_TASK TO CARRY OUT_:
Express the data in the part that opens with the line containing "dense foliage | outline every instance" and closes with the line containing "M 46 164 L 48" as a two-column CSV with the headers "text" and "answer". Each row should hold one text and its answer, each in its own quoted field, with line breaks replaced by spaces.

_DATA_:
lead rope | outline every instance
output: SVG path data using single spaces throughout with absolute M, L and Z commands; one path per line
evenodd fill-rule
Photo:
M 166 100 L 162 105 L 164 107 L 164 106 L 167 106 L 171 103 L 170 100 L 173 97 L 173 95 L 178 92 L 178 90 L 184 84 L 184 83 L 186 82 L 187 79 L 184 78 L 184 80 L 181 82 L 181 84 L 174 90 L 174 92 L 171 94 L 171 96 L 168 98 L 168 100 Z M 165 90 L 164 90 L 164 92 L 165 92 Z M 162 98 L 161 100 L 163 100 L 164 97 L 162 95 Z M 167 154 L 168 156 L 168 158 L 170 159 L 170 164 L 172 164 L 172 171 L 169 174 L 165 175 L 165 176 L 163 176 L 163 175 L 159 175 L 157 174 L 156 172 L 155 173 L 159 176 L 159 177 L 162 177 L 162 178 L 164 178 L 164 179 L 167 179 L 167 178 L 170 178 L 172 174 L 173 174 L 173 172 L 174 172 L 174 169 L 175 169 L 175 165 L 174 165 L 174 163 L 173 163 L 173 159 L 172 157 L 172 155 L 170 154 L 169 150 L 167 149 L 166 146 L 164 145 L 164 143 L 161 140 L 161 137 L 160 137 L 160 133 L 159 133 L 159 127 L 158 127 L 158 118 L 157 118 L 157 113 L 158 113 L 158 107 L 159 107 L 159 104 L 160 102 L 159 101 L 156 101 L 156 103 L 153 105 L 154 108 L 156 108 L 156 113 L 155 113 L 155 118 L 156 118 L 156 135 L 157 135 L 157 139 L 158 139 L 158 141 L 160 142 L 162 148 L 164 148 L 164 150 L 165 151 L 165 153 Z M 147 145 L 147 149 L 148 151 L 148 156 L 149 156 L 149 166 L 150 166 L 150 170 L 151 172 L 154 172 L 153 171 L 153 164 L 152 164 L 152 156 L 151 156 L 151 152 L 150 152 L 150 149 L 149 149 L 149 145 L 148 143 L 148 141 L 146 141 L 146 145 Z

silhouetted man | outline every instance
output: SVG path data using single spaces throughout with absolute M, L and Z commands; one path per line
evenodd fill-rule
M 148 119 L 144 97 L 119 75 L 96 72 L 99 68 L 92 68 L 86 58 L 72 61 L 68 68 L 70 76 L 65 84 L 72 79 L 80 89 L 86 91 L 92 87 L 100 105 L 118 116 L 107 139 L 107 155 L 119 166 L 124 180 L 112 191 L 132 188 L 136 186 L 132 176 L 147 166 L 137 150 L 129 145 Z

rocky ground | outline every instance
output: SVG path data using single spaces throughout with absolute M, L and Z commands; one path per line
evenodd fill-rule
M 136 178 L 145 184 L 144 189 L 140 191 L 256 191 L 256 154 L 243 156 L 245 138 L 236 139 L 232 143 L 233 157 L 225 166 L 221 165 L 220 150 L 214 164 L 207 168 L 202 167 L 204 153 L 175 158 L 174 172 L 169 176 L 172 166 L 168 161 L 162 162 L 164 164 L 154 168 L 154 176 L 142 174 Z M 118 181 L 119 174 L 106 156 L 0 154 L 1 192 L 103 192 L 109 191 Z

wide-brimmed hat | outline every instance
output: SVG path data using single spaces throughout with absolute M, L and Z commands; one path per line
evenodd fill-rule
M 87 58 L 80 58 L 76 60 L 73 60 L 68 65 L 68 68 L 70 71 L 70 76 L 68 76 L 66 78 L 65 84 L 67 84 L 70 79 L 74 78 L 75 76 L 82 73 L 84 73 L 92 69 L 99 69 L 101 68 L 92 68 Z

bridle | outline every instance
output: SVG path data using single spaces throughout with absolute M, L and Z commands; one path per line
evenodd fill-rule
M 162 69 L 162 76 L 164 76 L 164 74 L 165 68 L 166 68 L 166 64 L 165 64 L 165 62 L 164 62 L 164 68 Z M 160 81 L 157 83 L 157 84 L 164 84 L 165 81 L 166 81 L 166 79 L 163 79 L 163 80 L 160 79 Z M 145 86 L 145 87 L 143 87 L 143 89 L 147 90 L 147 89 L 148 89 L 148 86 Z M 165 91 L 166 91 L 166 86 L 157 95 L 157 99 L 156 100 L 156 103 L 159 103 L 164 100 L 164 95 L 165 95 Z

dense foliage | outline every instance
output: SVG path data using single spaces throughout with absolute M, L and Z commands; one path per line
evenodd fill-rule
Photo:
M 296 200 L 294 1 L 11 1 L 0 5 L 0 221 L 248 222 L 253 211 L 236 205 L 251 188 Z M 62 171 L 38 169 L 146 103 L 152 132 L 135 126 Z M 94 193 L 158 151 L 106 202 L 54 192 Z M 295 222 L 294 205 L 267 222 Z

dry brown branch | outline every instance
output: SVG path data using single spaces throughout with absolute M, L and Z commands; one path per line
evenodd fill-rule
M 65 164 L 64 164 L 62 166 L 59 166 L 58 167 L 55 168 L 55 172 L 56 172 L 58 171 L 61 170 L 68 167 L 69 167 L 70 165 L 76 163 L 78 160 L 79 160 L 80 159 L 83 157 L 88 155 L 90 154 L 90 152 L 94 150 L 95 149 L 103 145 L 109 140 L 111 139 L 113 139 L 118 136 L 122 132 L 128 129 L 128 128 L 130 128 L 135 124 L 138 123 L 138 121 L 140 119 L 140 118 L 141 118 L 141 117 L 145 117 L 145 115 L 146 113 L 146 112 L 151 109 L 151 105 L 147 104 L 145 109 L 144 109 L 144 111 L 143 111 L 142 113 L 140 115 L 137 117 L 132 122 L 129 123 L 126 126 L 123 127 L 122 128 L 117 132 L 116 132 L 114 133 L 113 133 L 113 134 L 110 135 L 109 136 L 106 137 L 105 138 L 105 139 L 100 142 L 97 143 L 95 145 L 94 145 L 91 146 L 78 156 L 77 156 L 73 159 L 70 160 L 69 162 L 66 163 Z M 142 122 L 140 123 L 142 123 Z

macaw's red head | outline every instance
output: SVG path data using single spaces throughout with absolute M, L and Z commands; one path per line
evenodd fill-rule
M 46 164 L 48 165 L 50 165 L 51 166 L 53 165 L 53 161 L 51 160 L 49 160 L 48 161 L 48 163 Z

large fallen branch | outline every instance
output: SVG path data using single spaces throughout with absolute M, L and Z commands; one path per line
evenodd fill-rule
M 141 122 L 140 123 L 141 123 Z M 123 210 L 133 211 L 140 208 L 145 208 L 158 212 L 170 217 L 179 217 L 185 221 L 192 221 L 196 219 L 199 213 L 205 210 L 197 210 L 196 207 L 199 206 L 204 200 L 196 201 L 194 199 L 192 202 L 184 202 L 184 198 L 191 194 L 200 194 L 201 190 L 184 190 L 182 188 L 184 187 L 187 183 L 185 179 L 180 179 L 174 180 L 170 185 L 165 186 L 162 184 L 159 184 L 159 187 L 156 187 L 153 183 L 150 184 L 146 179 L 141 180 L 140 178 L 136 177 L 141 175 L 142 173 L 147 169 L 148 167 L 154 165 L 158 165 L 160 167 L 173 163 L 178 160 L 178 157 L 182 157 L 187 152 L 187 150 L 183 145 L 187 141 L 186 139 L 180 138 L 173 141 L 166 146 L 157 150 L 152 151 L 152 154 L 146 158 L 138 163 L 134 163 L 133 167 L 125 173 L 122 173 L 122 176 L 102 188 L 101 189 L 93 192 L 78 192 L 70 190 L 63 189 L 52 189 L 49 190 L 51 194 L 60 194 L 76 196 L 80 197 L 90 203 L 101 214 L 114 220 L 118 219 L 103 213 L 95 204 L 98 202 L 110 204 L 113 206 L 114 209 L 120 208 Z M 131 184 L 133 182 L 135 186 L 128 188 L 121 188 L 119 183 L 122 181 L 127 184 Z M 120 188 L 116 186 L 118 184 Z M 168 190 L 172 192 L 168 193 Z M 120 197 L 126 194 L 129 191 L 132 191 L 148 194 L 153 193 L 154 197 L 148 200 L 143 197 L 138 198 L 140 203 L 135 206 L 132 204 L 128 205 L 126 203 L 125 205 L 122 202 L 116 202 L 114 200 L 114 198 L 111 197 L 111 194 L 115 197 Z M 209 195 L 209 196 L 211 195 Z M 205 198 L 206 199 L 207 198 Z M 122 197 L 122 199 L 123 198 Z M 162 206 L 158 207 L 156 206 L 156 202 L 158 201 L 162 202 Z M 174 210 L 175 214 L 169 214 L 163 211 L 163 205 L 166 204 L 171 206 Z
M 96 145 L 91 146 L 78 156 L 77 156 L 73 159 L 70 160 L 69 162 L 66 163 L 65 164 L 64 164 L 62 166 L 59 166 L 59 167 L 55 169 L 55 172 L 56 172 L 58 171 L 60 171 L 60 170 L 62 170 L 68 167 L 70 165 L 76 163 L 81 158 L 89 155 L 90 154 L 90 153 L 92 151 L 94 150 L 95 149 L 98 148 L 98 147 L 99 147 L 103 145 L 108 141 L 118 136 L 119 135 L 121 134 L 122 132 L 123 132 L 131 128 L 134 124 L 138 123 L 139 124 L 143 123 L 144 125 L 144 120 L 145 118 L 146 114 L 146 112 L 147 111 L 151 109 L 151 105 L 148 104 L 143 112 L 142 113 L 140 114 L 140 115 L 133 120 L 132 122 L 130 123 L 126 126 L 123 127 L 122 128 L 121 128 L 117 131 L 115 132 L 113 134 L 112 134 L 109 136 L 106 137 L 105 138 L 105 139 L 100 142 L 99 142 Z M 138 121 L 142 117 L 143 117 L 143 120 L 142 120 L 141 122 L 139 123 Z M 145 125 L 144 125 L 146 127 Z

_SOLUTION BELOW_:
text,answer
"dense foliage | outline every instance output: SVG path data using single spaces throughout with absolute M, L and Z commands; one path per line evenodd fill-rule Photo:","M 296 200 L 294 1 L 11 1 L 0 5 L 0 221 L 248 222 L 253 211 L 236 205 L 251 188 Z M 62 171 L 38 169 L 146 103 L 152 132 L 135 126 Z M 94 193 L 158 151 L 106 202 L 54 192 Z M 295 222 L 294 205 L 267 222 Z"
"dry brown branch | outline every instance output: SVG path data using single spaces throughout with absolute M, L and Z commands; one path per line evenodd fill-rule","M 65 164 L 64 164 L 62 166 L 59 166 L 58 167 L 55 168 L 55 172 L 56 172 L 58 171 L 61 170 L 68 167 L 69 167 L 70 165 L 76 163 L 78 160 L 79 160 L 80 159 L 83 157 L 88 155 L 90 154 L 90 152 L 94 150 L 95 149 L 103 145 L 109 140 L 111 139 L 113 139 L 118 136 L 122 132 L 128 129 L 128 128 L 130 128 L 135 124 L 138 123 L 138 121 L 140 119 L 140 118 L 141 118 L 141 117 L 145 117 L 145 115 L 146 113 L 146 112 L 151 109 L 151 105 L 147 104 L 145 109 L 144 109 L 144 111 L 143 111 L 142 113 L 140 115 L 137 117 L 132 122 L 129 123 L 126 126 L 123 127 L 122 128 L 117 132 L 116 132 L 114 133 L 113 133 L 113 134 L 110 135 L 109 136 L 106 137 L 105 138 L 105 139 L 100 142 L 97 143 L 95 145 L 94 145 L 91 146 L 78 156 L 77 156 L 73 159 L 70 160 L 69 162 L 66 163 Z M 142 122 L 140 123 L 142 123 Z"
"macaw's red head | outline every instance output: SVG path data using single spaces throughout with absolute M, L and Z commands; one path per line evenodd fill-rule","M 46 164 L 48 165 L 50 165 L 51 166 L 53 165 L 53 161 L 51 160 L 49 160 L 48 161 L 48 163 Z"